__READING TEXT__

▽

So much death. 60,000 in what, three months? That doesn’t sound as bad without the detail that the number was tiny in February and has been snowballing ever since. Yet the conspiracy theorists have started saying that really this disease isn’t so bad. They’re saying it again. Sure, it’s killed as many Americans as the Vietnam War now, and they are finding that it kills in ways we didn’t even realize. It isn’t just a respiratory disease, is has some kind of freaky effect on blood clotting. Young, asymptomatic people are suffering strokes out of the blue. “But it isn’t really that bad.” Maybe the safety protesters think it is the Rapture. Maybe they are delighted by the sudden mass deaths.

We knew it would go this way, if we were lucky. If we did this shut down right, we would see illness numbers decline and a bunch of ninnies would claim that there never was a danger. I saw a woman on the news actually saying “the hospitals aren’t overwhelmed, we don’t need to be staying home!” How do you explain anything to those people? If you explained that you eat food and it comes out poop, that woman would call you a dirty elitist liar.

I am about half-way through building a small run for my quarantine coop. Today I realized that I would need yet another coop or chicken-safe enclosure for introducing new chickens to the flock. Chickens are just like any other critter: if you throw the new one into the group without a proper introduction, the new ones will probably be beaten up and traumatized. While most creatures will not kill their own, they will stress them out to the point of illness susceptibility. So I need some kind of enclosure with a shelter if not a coop, that can be put next to the rest of the flock. can’t use the quarantine coop itself, it is much too large to be moved around easily.

Run attached to coop

Completed run, attached to coop.

For no reason immediately clear to me, I was convinced that the run I was making should be detachable. This made building it a little more difficult, but I persisted and it is just about done. Seeing it out there with the paint drying, I realized that it could double as my introduction pen. On top of that, I can take the nesting box out of the quarantine coop and put it in the small run so the new chickens will have a safe and comfy place to live for a week or so, with just the wire mesh between them and the flock. By the time they are let out, everyone will know everyone and the stress levels should be much reduced. And the chickens won’t all get sick and die. And I didn’t have to buy or build a third coop.

What I did there was keep working on the problem at hand, the thing I knew how to do, until a way to fix the next problem made itself known. In this case, the solution to the next problem was the same as the first problem. Maybe that approach would have worked for the meat packing plants that the Pisser King has just demanded be re-opened. Maybe if they had continued to not spread the disease among their workers and the community, they could have saved a lot of lives, money, and inconvenience. But now they will see more people get sick and die. If they don’t care about that, they should care that fewer will be able to work and when the plants have to shut again there won’t be enough people able to get back to work. There won’t be any immigrants waiting for the jobs, because they’ve been trapped down at the border and no one’s getting in now. Except for millionaires, they can always get in, but I don’t think they will be willing to help at the meat-packing plant.

Most Americans will soon have to make due without meat, and it will probably last for some time. Those packing plant workers and their families will have to make due without loved ones forever. What is baffling to me is not The Jerk’s indifference to human suffering. What confuses me is how he actually thinks this will help him. Those workers will be sick and dead, and the plants will be closed for a very long time before the election comes around. So it will NOT help the ass in the White House, not in any way I can fathom. I just don’t get what he is doing. I guess that even in a class of sociopaths there are dunces.

△

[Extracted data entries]
▽

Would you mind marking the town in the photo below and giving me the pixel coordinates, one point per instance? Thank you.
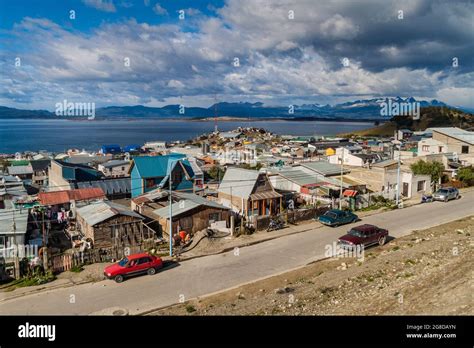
(76, 208)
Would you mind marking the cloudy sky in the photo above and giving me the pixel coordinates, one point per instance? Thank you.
(279, 52)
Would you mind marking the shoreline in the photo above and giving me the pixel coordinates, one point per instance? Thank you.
(204, 119)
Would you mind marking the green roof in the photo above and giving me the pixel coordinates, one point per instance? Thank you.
(155, 166)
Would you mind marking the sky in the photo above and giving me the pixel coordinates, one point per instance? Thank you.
(279, 52)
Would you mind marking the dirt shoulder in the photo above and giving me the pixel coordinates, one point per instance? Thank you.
(427, 272)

△

__TASK GOAL__
According to the post about the chicken coop, what second purpose could the detachable run serve?

__WRITTEN SOLUTION__
It could double as an introduction pen for new chickens.